▶ [CONSIGNE A] Pouvez-vous recopier à l'identique tout ce qui va de la ligne contenant "of the trunk" jusqu'à la fin des enregistrements, ces deux limites comprises ?

▶ [DOCUMENT]
*-*-*

Nous avons tous grandi avec des blessures que l’on porte dans notre âme, dans notre coeur et que nous reflétons dans nos comportements vis-à-vis des autres. Ces blessures, qu’on arrive difficilement à refermer, créent des êtres incomplets, révoltés, dépendants, haineux, méfiants, manipulateurs, tristes… et inévitablement malheureux et qui souvent rendent les autres encore plus malheureux. L’amour n’est pas un réparateur d’enfance malheureuse. L’amour n’est pas un pansement à nos blessures. L’amour ne recolle pas les morceaux d’un coeur qu’on a donné en pâture à un/une pervers (e) narcissique.  


Nous espérons tous que l'amour viendra combler nos vides, guérir nos blessures de rejet, d'abandon, d'humiliation, d'injustice et de trahison. Pourtant, nous nous trompons. Jamais l’autre ne remplira ces cases vides. Jamais l’autre ne devinera ces attentes - et même si elles sont sues, même avec toute la volonté du monde il/elle ne réussira pas à les satisfaire - et s’atteler à nous combler. L'amour ne repose pas sur l'autre pour trouver paix et harmonie. Ce n’est pas là, la fonction de l’amour. Entrer incomplet dans une relation en espérant en ressortir comblé est une illusion. Il n’en sera jamais autrement.


Cette réalité peut être dure à accepter. Lorsque Shakespeare nous donne Roméo et Juliette, et que notre culture célèbre cette histoire comme l'archétype de l'amour véritable, il est facile de croire que l'autre est notre sauveur ou quand l’autre s’en va, on croit que la vie n’a plus de sens et ne mérite plus d’être vécu. Quand les “plus belles chansons” nous disent que l’autre est le soleil de nos jours, la lune de nos nuits, notre plus beau rêve… notre raison de vivre… et que les “plus belles histoires” qu’on nous vende nous présente des personnages qui s’oublient pour l’autre parce que sans lui/elle nous sommes incomplets (tes), c’est normal que l’on croit aujourd’hui, l’amour, c’est l’autre. Le bonheur, c’est l’autre. L’avenir, c’est l’autre. Et que sans lui/elle la vie est une bière sans alcool. Du gateau sans sucre. Une musique muette. 


Devinez quoi? L'amour ne se trouve pas dans l'autre. Il ne commence pas avec ce regard aguicheur et insistant, un dernier vendredi de janvier. Non plus en contemplant un sourire café au lait sur une photo qu’on a prise un premier dimanche de février à l’église. Ne faites pas attention aux deux dernières phrases. Ce ne sont que des exemples. Fictifs. 


L'amour naît en nous. Il est intrinsèque et s'épanouit de l'intérieur. Pour aimer autrui, il est essentiel de s'aimer soi-même.

*-*-*

▶ [ENREGISTREMENTS AFFICHÉS]
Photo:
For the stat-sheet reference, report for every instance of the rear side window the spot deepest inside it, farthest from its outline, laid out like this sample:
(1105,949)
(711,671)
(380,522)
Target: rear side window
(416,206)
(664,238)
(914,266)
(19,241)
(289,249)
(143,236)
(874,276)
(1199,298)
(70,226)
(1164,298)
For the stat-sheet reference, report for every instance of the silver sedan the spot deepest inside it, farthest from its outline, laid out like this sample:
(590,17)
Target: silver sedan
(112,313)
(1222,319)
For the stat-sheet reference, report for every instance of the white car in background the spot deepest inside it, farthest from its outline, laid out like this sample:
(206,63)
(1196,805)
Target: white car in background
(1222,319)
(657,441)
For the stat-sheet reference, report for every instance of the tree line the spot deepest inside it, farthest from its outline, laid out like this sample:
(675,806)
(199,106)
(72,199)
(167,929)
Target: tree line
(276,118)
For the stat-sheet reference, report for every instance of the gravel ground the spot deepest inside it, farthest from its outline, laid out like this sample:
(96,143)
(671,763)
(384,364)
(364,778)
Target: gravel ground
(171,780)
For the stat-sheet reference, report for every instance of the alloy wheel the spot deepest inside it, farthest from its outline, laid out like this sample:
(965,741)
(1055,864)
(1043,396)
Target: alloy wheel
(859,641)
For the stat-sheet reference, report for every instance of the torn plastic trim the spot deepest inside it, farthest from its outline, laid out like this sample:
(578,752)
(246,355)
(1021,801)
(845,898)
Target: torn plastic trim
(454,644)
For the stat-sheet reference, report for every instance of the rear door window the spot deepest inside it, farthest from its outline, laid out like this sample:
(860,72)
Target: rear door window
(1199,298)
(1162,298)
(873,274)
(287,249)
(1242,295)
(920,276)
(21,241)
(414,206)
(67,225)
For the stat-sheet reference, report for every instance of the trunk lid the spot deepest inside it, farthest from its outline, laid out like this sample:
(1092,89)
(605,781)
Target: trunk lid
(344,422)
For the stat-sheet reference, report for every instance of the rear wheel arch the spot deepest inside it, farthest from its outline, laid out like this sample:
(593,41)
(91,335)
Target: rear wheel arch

*-*-*

▶ [CONSIGNE B] D'après le texte sur l'amour, où l'amour naît-il ?

▶ [RÉPONSE ATTENDUE A]
For the stat-sheet reference, report for every instance of the trunk lid the spot deepest inside it, farthest from its outline, laid out like this sample:
(1092,89)
(605,781)
Target: trunk lid
(344,422)
For the stat-sheet reference, report for every instance of the rear wheel arch the spot deepest inside it, farthest from its outline, laid out like this sample:
(593,41)
(91,335)
Target: rear wheel arch

▶ [RÉPONSE ATTENDUE B] L'amour naît en nous.